Stored items
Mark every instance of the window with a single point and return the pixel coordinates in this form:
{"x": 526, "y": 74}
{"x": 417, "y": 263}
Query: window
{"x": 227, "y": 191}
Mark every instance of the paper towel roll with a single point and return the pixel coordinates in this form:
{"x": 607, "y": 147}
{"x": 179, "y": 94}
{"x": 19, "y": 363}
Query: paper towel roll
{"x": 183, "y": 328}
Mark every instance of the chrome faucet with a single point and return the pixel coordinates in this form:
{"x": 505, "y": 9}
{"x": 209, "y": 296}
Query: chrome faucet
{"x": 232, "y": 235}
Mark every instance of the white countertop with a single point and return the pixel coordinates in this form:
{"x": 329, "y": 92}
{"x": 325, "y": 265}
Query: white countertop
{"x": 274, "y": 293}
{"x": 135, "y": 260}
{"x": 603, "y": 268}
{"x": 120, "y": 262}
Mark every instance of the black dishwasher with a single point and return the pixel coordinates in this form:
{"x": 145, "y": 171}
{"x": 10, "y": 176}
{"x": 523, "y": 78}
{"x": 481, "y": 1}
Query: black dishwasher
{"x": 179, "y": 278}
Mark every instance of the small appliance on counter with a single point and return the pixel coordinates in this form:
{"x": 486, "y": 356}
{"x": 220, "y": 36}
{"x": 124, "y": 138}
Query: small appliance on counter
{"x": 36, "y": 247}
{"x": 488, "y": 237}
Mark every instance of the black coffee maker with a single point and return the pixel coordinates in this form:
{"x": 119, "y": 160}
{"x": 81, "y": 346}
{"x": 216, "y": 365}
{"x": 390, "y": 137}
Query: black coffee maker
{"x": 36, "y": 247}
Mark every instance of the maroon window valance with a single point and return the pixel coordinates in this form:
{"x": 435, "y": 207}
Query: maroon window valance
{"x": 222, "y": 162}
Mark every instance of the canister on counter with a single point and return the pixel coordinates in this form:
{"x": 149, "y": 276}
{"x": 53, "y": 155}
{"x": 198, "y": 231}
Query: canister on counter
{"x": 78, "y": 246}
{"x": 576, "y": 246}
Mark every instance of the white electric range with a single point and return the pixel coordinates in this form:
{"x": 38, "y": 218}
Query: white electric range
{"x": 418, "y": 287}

YOUR INSTRUCTIONS
Each record must be output word for word.

RESULT OF THIS EXERCISE
Mark every instance of the window with a single point and return the pixel coordinates in this form:
{"x": 526, "y": 74}
{"x": 417, "y": 263}
Query: window
{"x": 227, "y": 191}
Mark every instance of the paper towel roll with a single point and return the pixel coordinates in this form:
{"x": 607, "y": 147}
{"x": 179, "y": 94}
{"x": 19, "y": 363}
Query: paper towel roll
{"x": 183, "y": 328}
Mark every instance of the chrome faucet with a single point and return the pixel coordinates in this form:
{"x": 505, "y": 9}
{"x": 209, "y": 296}
Query: chrome faucet
{"x": 232, "y": 235}
Mark every instance of the white countertop with a single point and return the pixel coordinates in this form:
{"x": 329, "y": 92}
{"x": 325, "y": 265}
Query: white countertop
{"x": 274, "y": 293}
{"x": 135, "y": 260}
{"x": 603, "y": 268}
{"x": 120, "y": 262}
Mark every instance of the black dishwasher with a single point and return the pixel coordinates in this form:
{"x": 145, "y": 171}
{"x": 10, "y": 176}
{"x": 523, "y": 78}
{"x": 481, "y": 1}
Query: black dishwasher
{"x": 179, "y": 278}
Mark every instance of the small appliance on counter with a single point and return the pixel coordinates in this form:
{"x": 486, "y": 356}
{"x": 220, "y": 36}
{"x": 124, "y": 138}
Query: small appliance on counter
{"x": 36, "y": 247}
{"x": 488, "y": 237}
Mark every instance of the black coffee maker with a single point and return the pixel coordinates in this form:
{"x": 119, "y": 160}
{"x": 81, "y": 346}
{"x": 216, "y": 365}
{"x": 390, "y": 137}
Query: black coffee maker
{"x": 36, "y": 247}
Mark every instance of the maroon window valance with a single point and return the pixel coordinates in this form:
{"x": 435, "y": 207}
Query: maroon window valance
{"x": 222, "y": 162}
Mark every instance of the canister on counter with a single point and return the pixel coordinates in this form:
{"x": 149, "y": 276}
{"x": 53, "y": 155}
{"x": 198, "y": 231}
Query: canister on counter
{"x": 78, "y": 246}
{"x": 576, "y": 246}
Mark every instance of the white electric range with a single point and return the pixel coordinates in this form:
{"x": 38, "y": 218}
Query: white electric range
{"x": 418, "y": 287}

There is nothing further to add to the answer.